ABOUT THIS TASK: The expected output is the complete listing, copied word for word.

RECORDS FOR THIS TASK:
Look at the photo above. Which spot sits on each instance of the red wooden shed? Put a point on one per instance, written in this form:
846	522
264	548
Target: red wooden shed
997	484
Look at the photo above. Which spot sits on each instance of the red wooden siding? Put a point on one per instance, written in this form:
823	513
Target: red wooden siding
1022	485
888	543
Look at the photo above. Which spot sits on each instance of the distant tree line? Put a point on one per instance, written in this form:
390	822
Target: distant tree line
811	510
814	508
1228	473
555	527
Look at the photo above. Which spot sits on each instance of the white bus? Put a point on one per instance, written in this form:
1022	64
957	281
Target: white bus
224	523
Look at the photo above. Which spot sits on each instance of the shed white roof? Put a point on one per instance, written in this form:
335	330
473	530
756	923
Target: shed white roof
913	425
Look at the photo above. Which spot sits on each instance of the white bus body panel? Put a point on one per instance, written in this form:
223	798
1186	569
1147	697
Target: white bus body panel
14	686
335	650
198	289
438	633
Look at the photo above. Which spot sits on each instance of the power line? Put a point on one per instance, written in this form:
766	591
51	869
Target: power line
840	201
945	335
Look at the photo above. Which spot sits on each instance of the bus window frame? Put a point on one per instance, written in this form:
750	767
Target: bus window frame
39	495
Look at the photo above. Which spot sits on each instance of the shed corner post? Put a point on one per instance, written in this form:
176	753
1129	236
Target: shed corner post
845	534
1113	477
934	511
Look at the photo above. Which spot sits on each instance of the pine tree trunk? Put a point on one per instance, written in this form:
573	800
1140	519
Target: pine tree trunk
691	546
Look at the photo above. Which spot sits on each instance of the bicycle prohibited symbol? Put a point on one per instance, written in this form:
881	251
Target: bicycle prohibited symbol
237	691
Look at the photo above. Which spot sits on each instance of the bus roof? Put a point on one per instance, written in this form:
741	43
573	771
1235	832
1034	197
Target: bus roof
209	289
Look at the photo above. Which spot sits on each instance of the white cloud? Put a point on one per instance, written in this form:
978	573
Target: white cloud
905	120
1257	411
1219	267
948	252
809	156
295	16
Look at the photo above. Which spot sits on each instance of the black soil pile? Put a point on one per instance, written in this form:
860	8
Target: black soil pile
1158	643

OUTPUT FOR THIS EXERCISE:
Look at the photo above. Which spot sits on each instance of the red wooden shed? Put a point on one per instance, written in this form:
846	522
264	548
Target: red wooden shed
997	484
Look at the photo above. Which spot sits on each instance of the red wooden siding? Put a point on one per instance, written in this form:
823	513
Target: red wooden siding
1022	485
888	543
Look at the photo above. Which spot sits on each instance of the distant tree line? Put a point on one per instance, written in this form:
390	822
Target: distant tree line
811	510
814	508
1228	473
555	527
Look at the photo above. Which spot sits on each instance of the white bus? Put a point on one per instance, written in this form:
1022	64
957	281
Target: white bus
224	523
Look at the photo above. Which spot sits on each instance of the shed white roof? Put a point on one per instance, written in this form:
335	330
473	530
756	923
Target: shed white roof
913	425
Look at the photo above. Which spot sits on each instance of the white bus body panel? Put a point on one per instance, written in this form:
223	798
1186	569
1147	697
Target: white bus body panel
14	686
335	650
198	289
438	633
Look at the photo above. Which spot sits on each instance of the power line? Put a point on one per instance, written in this form:
766	591
51	869
Target: power line
840	201
945	335
Look at the photo above. Which spot sits on each instance of the bus window frame? Put a point on one per instance, written in this form:
750	767
Target: bus window frame
39	495
Look at the photo above. Which spot sits on each instance of the shed corner post? Put a point on one per instance, written in this form:
176	753
1129	236
Target: shed corner post
845	534
1113	477
934	511
Look at the photo above. Which spot sits on each instance of the pine tree trunk? Put a point on one per instance, written in this form:
573	800
1140	519
Target: pine tree trunk
691	546
Look at the photo above. Which spot sits on each instance of the bicycle prohibited symbol? Put a point on one per instance, written in this form:
881	251
Target: bicycle prohibited symbol
237	691
Look at the photo above. Which spot sits on each instance of the bus roof? Put a point on one per instance, written in this form:
741	43
573	771
1235	832
1034	197
Target: bus roof
209	289
Look at the photo above. Which spot sits on each instance of the white cloud? Put a point on one per instance, written in this form:
978	573
Target: white cloud
905	120
1257	411
1219	267
948	252
809	156
295	16
Look at the photo above. Which spot sits on each instance of the black soil pile? Put a point on one per instance, written in this form:
860	8
Target: black soil pile
1158	643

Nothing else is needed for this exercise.